### TASK PROMPT
Gather every line in the records below that contains the word "dense".

### DATA IN THIS EXERCISE
==================================================
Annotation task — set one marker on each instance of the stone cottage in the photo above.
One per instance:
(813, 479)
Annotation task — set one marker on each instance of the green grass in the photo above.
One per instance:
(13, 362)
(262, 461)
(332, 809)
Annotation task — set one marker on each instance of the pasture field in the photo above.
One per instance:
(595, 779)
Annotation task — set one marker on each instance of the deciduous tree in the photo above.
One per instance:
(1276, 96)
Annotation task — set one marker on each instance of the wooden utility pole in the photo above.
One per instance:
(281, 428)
==================================================
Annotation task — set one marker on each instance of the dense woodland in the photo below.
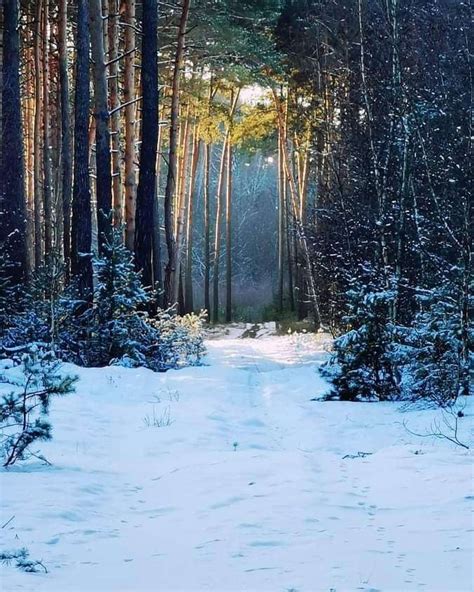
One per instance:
==================================================
### THE ANSWER
Annotation task — set one marker on each instance of the dense woodland in the photo below.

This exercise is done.